EXERCISE A: Which lines of the records contain the string "panel"? Show each of those lines in full.

DOCUMENT EXTRACT:

#####

• Essay 2 (30%): (Due 2nd September @ 23:59)
For the essay you need to complete a 2000 to 2500-word essay on Lecture Question 17. In the essay we expect you to critically engage with the readings and establish a clear argument. You must draw on the prescribed and additional readings as listed in this course outline first, but you are encouraged to do further reading and expand your references with other literature you may find relevant to your topic and your argument. But the prescribed material should reflect in the concepts you use.
Use at least 3 prescribed readings.
3 consecutive words or more taken from a text without quoting and in-text referencing will be considered as plagiarism and will result in academic consequences, same is granted for theory used without reference to the prescribed material.
Harvard referencing: ….(Ahmann, 2018:142). According to Nixon, …(2011:18).
Lecture 17
Please answer and/or argue using this question as a guide as long as it includes the main concepts.
Question: How can the concepts of “slow infrastructure” and Rob Nixon’s concept of “slow violence” add to our understandings of development and fragile infrastructures in a time of climate crisis?

#####

EXERCISE B: Can you summarize the assignment brief above in two sentences?

#####

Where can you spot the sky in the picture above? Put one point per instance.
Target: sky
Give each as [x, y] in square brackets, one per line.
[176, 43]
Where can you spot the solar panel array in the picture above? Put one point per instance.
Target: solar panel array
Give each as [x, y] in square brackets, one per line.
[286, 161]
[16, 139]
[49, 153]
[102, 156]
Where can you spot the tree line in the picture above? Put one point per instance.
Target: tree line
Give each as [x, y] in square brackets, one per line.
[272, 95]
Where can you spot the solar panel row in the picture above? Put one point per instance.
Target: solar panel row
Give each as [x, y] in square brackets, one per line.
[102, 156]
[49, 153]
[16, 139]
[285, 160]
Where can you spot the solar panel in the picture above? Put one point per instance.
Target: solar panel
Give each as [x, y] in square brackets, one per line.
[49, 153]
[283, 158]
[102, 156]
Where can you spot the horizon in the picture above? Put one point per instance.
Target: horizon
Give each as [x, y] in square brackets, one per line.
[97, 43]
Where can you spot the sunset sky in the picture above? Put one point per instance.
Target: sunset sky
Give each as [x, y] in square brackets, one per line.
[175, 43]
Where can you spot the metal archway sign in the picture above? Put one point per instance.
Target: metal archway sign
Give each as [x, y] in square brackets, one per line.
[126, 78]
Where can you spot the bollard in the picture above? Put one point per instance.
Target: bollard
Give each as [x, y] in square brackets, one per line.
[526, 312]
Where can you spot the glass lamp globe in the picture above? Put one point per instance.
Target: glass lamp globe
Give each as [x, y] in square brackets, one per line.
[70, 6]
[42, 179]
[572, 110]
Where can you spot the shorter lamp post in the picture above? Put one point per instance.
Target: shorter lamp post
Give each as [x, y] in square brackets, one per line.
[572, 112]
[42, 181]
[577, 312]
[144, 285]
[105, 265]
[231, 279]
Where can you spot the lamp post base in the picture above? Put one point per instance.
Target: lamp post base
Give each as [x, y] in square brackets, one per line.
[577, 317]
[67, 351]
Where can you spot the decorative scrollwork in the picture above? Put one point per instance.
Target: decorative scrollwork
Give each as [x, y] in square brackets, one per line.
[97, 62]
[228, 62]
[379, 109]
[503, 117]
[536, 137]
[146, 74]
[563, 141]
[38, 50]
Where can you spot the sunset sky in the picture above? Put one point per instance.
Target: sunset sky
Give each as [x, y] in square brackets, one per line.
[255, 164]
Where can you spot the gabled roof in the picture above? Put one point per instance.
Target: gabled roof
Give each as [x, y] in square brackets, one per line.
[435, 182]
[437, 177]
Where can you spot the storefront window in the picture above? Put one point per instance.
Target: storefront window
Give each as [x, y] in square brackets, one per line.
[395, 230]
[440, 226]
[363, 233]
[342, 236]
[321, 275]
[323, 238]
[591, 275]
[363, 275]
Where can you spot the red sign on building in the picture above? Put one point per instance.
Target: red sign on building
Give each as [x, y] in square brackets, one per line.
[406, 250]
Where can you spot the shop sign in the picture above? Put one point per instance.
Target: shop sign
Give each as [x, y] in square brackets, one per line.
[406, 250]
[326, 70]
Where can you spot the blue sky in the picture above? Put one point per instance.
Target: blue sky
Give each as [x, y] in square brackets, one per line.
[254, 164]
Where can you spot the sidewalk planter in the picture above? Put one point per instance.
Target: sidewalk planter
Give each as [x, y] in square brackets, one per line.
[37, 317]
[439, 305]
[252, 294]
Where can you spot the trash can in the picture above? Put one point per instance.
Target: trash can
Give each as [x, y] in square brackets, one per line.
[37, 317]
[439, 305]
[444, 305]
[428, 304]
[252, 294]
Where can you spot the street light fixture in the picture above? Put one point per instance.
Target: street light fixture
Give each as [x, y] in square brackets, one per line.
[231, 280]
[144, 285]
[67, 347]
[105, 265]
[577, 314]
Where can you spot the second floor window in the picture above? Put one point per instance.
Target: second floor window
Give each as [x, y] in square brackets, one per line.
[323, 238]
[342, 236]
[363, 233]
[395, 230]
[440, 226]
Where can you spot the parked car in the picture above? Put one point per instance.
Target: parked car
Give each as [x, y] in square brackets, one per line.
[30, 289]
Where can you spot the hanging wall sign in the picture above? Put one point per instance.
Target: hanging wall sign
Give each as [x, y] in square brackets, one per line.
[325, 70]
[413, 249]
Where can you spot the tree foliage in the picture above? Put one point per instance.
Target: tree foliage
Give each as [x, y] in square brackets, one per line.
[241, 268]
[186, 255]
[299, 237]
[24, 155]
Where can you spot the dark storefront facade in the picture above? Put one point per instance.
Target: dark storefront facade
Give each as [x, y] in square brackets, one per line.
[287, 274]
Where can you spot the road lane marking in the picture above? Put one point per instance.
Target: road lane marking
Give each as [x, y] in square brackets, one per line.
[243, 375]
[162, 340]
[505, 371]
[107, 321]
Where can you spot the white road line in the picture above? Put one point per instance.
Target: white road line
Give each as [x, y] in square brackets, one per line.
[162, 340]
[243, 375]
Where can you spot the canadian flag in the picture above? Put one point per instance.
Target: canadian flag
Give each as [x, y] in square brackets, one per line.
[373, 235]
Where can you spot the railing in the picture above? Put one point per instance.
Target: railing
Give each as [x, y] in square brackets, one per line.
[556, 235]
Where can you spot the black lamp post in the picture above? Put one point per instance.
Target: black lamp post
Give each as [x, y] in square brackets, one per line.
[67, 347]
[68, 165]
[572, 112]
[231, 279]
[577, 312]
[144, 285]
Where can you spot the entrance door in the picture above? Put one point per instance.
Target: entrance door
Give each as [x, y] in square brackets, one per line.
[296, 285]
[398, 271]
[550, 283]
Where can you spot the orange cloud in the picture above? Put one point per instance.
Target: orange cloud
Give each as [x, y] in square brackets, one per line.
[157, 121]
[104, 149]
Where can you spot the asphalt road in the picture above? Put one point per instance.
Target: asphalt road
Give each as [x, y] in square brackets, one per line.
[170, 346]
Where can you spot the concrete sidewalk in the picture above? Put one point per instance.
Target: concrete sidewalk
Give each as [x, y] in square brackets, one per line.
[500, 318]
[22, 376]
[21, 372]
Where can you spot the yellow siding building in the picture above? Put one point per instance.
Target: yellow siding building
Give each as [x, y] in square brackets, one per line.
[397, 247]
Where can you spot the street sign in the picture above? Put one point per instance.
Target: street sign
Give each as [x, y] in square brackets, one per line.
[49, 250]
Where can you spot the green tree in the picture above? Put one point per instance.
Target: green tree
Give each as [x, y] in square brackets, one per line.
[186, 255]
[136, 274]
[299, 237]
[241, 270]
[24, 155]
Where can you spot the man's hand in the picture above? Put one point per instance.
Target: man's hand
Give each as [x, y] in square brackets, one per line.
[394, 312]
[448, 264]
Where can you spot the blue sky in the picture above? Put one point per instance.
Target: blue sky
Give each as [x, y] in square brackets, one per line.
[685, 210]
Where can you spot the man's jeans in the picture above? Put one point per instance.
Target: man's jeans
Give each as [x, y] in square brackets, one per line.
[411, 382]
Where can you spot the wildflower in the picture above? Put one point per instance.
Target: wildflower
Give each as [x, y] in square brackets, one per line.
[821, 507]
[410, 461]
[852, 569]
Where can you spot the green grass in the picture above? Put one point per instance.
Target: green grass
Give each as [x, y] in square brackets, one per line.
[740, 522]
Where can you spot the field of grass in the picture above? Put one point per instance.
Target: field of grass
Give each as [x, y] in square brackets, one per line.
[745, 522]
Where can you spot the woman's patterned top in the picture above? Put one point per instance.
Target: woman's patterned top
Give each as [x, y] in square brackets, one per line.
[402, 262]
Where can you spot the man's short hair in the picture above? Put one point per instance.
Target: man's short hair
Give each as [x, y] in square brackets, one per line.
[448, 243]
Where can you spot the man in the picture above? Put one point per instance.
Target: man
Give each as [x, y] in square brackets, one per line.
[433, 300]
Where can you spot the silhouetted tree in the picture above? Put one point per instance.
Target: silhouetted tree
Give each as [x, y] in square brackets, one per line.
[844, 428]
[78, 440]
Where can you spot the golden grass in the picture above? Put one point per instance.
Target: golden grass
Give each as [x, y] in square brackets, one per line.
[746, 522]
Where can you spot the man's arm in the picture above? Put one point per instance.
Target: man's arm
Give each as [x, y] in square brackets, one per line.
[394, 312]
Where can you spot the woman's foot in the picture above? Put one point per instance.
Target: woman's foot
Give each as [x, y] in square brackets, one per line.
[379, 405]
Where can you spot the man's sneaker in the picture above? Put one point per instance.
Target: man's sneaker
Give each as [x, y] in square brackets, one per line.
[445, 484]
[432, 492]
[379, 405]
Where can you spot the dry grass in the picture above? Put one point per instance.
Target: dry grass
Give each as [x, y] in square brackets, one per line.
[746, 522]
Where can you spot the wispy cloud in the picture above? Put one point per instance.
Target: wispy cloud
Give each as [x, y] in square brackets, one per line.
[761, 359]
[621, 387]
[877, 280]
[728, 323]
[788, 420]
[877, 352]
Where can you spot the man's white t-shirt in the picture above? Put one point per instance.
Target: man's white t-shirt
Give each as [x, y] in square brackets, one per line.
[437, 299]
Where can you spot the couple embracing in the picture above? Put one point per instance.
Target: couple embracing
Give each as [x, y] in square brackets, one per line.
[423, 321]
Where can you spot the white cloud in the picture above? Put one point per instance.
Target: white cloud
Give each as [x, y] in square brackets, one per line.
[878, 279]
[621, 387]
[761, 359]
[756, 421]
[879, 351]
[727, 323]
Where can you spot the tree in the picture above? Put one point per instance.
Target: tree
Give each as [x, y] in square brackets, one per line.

#####

EXPECTED OUTPUT A:
Where can you spot the solar panel array in the picture above? Put one point per instance.
Target: solar panel array
Where can you spot the solar panel row in the picture above? Put one point per instance.
Target: solar panel row
Where can you spot the solar panel in the picture above? Put one point per instance.
Target: solar panel

EXPECTED OUTPUT B: Essay 2, worth 30% and due 2nd September at 23:59, is a 2000 to 2500-word essay on Lecture Question 17: how the concepts of "slow infrastructure" and Rob Nixon's "slow violence" can add to our understandings of development and fragile infrastructures in a time of climate crisis. The essay must critically engage with the readings, set out a clear argument, draw on at least 3 prescribed readings and use Harvard referencing, since taking 3 or more consecutive words from a text without quoting and in-text referencing counts as plagiarism.